---------- Passage
The mind and body are intimately connected. You live through events and have thoughts and feelings that constantly affect your body in positive and negative ways. We even talk about our feelings in a physical way. We shake with fear, get a dry mouth from stage fright, blush with shame and get a sinking feeling in our stomach from guilt. We say that difficult encounters with people give us a headache.
Our body comes complete with an emergency response system, the Autonomic Nervous System. When we think something is dangerous our body prepares for “fight, flight or freeze.” We aren’t born knowing what is dangerous, however. We rely on our brain, our thoughts, to tell us what and where the danger is. Even though we aren’t really expecting our boss to physically strike us, our brain tells us that when the boss is angry, we are in danger, so our bodies make preparations like tensing muscles, drying our mouth, stopping our digestive processes. All of those are real physical reactions to a real danger.
Our emergency response system is wonderfully efficient, and hard to fool. You can tell yourself you aren’t nervous about an upcoming job interview, but you will probably have a dry mouth anyway, no matter what you say to yourself. In fact, not paying attention to your nervousness makes the physical problems worse. You may tell yourself you’re calm, cool, and collected about an upcoming stressful event, but your emergency response system may still be ringing all the alarm bells. And because you don’t think you should be nervous or upset, you won’t act in ways to reduce your stress because you think you shouldn’t be having it in the first place! It’s hard to fix something when you don’t think it’s broken.
But our bodies are really built for sudden emergencies that disappear very rapidly – like the appearance of a saber-toothed cat ahead of us that we can outrun. The emergency response is built-in, but calming ourselves down after the danger has passed isn’t automatic. And what if the danger never passes? What if the boss is always angry, or always angry at you, or what if the boss is unpredictable and inconsistent? And it’s worse if you learned as a child that an angry parent meant a hurtful parent.
--------------------
Tasks for this exercise:
[A] In the passage on the mind and body, what is the name of the body's emergency response system?
[B] Repeat the passage on the mind and body between "But our bodies" and "a hurtful parent.", inclusive.
[C] Write the next part of the passage on the mind and body, picking up after its final sentence.
---------- Records provided
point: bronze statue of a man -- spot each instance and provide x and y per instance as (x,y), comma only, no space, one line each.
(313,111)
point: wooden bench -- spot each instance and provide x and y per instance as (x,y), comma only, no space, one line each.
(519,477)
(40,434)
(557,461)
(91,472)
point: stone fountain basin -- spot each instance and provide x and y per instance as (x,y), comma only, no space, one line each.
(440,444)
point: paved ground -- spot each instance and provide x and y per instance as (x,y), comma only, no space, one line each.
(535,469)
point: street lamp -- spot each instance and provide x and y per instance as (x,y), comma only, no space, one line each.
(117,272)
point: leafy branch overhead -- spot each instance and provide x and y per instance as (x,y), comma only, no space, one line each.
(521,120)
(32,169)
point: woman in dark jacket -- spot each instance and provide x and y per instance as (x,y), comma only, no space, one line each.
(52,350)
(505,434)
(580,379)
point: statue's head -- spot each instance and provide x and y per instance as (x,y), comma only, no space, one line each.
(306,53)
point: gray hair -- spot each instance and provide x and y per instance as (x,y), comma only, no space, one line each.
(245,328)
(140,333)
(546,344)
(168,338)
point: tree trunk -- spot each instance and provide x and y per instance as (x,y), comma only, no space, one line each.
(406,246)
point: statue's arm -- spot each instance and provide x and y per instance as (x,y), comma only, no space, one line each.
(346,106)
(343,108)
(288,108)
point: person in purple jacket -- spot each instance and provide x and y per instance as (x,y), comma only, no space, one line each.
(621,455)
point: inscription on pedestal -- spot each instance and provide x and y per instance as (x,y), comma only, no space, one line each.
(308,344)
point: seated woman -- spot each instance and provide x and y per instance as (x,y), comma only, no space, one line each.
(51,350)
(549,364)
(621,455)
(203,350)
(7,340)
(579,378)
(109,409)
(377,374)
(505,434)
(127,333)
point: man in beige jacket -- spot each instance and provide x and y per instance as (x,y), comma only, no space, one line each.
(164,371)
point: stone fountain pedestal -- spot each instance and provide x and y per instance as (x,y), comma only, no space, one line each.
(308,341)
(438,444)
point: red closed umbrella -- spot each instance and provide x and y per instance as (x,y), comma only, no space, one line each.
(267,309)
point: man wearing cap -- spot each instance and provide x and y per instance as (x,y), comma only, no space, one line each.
--------------------
Response list:
[A] The Autonomic Nervous System.

[B]
But our bodies are really built for sudden emergencies that disappear very rapidly – like the appearance of a saber-toothed cat ahead of us that we can outrun. The emergency response is built-in, but calming ourselves down after the danger has passed isn’t automatic. And what if the danger never passes? What if the boss is always angry, or always angry at you, or what if the boss is unpredictable and inconsistent? And it’s worse if you learned as a child that an angry parent meant a hurtful parent.

[C]
And that’s why talk therapy can help with physical problems. Our thoughts, feelings, and experiences, can cause physical problems, or make them worse. If you blush when someone tells a dirty joke, you know you’ve had a physical reaction to a mental event. If there were some reason that blushing was bad for your body and it got worse over time, you might want to learn not to have a blushing reaction. There would be two ways to go about this. (1) You could learn to consider talking or joking about sex not embarrassing, and that’s exactly the sort of learning you do in talk therapy, or (2) you could learn not to have a face-flushing reaction when you’re embarrassed, and that’s also possible in talk therapy by some mind-body methods like relaxation or biofeedback.
Let’s assume you had a shoulder injury in a car crash. You have real pain from that injury, and it doesn’t seem to go away over time. How can talk therapy help with pain? Counseling helps in those same two ways. (1) You can learn to focus on the things that are stressful and bother you, and work through them mentally so you solve the unsolved issues that are causing you to tense up and make your pain worse, and (2) you can reduce the pain directly by learning to relax, including even relaxing the shoulder when you’re in pain. Either or both of these methods can reduce your very real physical pain. Most people underestimate how big an effect the mind has on the body in everyday life. Pain isn’t ‘all in your head’ but your head can certainly do a big job of managing it.